## PROVIDED RECORDS
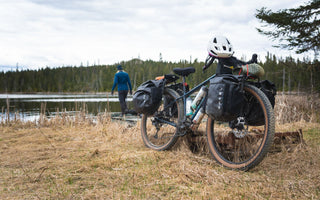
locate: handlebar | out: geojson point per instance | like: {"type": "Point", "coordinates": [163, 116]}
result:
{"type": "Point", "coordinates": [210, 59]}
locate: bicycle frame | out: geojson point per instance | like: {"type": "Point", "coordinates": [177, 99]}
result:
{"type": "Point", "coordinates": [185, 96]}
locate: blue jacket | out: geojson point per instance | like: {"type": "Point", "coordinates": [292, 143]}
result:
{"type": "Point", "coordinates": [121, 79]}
* * *
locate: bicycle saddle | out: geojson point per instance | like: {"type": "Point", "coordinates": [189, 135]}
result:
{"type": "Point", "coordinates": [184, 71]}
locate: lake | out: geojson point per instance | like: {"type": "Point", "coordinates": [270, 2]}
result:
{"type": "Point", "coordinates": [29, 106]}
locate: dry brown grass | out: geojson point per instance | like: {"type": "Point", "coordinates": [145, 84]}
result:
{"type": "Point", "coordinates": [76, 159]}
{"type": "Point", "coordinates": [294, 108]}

## WHAT IS NEEDED
In the data above, find each line that uses the string "geojson". Copy it.

## PROBLEM SOLUTION
locate: handlebar | out: geojson point per instance | like: {"type": "Point", "coordinates": [163, 116]}
locate: bicycle frame | out: geojson point per instance | like: {"type": "Point", "coordinates": [177, 99]}
locate: blue jacket | out: geojson point per instance | like: {"type": "Point", "coordinates": [292, 143]}
locate: bicycle saddle | out: geojson point per instance | like: {"type": "Point", "coordinates": [189, 135]}
locate: lake | out: geojson point per instance | like: {"type": "Point", "coordinates": [270, 2]}
locate: dry brown grass | out: geojson point per instance | like: {"type": "Point", "coordinates": [145, 84]}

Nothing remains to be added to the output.